# [Task to complete]
Send back the entries exactly as they were given.

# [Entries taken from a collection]
▬▬▬▬▬▬

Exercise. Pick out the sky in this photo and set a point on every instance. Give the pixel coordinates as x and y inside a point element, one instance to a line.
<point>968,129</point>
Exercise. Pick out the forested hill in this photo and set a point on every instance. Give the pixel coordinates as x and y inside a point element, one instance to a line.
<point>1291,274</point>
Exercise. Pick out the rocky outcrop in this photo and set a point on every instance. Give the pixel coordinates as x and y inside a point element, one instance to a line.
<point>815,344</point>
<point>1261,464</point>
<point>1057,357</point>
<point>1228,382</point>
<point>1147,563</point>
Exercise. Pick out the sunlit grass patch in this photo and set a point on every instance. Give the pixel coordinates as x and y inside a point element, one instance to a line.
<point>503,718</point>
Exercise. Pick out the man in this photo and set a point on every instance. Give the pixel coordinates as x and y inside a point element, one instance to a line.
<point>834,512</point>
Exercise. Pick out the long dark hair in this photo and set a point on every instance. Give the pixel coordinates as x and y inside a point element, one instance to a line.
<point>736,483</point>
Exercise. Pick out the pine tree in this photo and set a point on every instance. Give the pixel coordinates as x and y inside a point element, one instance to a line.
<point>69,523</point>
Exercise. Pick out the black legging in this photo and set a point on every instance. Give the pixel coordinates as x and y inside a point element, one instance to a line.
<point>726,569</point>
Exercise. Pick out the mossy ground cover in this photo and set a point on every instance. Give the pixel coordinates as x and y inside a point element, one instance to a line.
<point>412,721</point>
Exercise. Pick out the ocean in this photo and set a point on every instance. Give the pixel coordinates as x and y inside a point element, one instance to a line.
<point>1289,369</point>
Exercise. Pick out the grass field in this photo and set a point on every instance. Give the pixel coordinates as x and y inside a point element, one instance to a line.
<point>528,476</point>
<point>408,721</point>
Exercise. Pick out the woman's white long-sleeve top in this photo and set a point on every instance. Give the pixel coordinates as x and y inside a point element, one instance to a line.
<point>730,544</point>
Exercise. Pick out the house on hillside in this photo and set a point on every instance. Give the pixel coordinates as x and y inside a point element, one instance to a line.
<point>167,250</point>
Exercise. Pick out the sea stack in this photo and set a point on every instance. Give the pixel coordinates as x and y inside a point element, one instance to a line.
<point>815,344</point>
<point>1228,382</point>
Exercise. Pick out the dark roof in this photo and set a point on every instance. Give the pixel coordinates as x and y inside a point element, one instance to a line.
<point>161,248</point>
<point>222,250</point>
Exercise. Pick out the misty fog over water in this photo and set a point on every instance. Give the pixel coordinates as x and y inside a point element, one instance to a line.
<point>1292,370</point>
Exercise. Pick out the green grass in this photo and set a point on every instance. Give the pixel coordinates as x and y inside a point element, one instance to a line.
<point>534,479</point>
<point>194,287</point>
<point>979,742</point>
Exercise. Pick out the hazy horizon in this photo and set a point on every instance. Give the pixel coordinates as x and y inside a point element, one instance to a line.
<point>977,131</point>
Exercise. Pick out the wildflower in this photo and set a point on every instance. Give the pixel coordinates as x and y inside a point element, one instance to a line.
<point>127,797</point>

▬▬▬▬▬▬

# [Answer area]
Exercise. Pick out the sky in this photo and set a point on every instance. Give the pixel coordinates as x and y inside a point element, one instance to a line.
<point>968,129</point>
Exercise. Pick out the forested hill in this photo and set a point on every instance. Give the pixel coordinates as x and y inside a point element, one instance to a line.
<point>1291,274</point>
Exercise. Pick out the rocky outcrop in this photo and set a point on every instance. Give the pixel coordinates as x and y inside a point element, one instance to a line.
<point>815,344</point>
<point>1261,464</point>
<point>1057,357</point>
<point>1228,382</point>
<point>1147,563</point>
Exercise. Pick out the sunlit grass patch in this photo and set a point on every instance. Give the pixel coordinates as x and y inside a point element, one instance to a line.
<point>503,718</point>
Exercise. Pick out the man in this photo and set a point on every instance. Give the pixel coordinates as x and y inside a point element, one instance to a line.
<point>834,512</point>
Exercise. Pick out the long dark hair in this photo and set a point on every instance. Give the pixel coordinates as x and y inside a point element, one instance to a line.
<point>736,483</point>
Exercise. Pick out the pine tree in this photo and set a point on every instance. Give the pixel coordinates as x and y inside a point element, one instance to a line.
<point>69,523</point>
Exercise. Pick out the black legging in this photo and set a point on every instance. Give the pixel coordinates as x and y inside a point element, one instance to a line.
<point>726,569</point>
Exercise. Pick out the mossy ground cover in this photo and set a point on every instance. Give the pixel coordinates as x and y inside a point element, one instance to a line.
<point>412,721</point>
Exercise. Pick out the ocean in this photo and set a point on every instance. Give the pixel coordinates as x and y inside a point element, one instance to a line.
<point>1289,369</point>
Exercise. Pick out the grass field in this photo and set a point on every instance. Give the pixel coordinates as x and y inside a point element, one instance to a line.
<point>528,476</point>
<point>408,721</point>
Exercise. Pick out the woman's white long-sleeve top in this photo and set a point on every instance. Give the pixel coordinates as x and y inside a point element, one instance to a line.
<point>730,544</point>
Exercise. Pick out the house on hillside in this photo and set a point on every instance. Give the pixel coordinates as x and y inside a point element, one instance to a line.
<point>167,250</point>
Exercise. Pick out the sea stack in this photo and set a point on every instance. Give the pixel coordinates as x and y inside a point element, one instance to a line.
<point>815,344</point>
<point>1228,382</point>
Exercise. Pick out the dark roof in this photo and set a point on every instance. Give the pixel coordinates as x and y inside a point element, one instance to a line.
<point>161,248</point>
<point>222,250</point>
Exercise. Pick out the misty fog over water in this photo and set a point on every instance. Give the pixel coordinates as x and y inside a point element, one instance to a line.
<point>1292,370</point>
Exercise. Pick out the green grass in this photo and set a point on every instance. Give the pixel coordinates as x and y inside a point element, one instance to a line.
<point>534,479</point>
<point>194,287</point>
<point>979,742</point>
Exercise. Pick out the hazy horizon in this photo and set a point on every instance. Give the pixel coordinates as x and y inside a point element, one instance to a line.
<point>977,131</point>
Exercise. Pick out the wildflower in this photo and set a point on every instance. Give the pixel coordinates as x and y inside a point element, one instance to a line.
<point>127,797</point>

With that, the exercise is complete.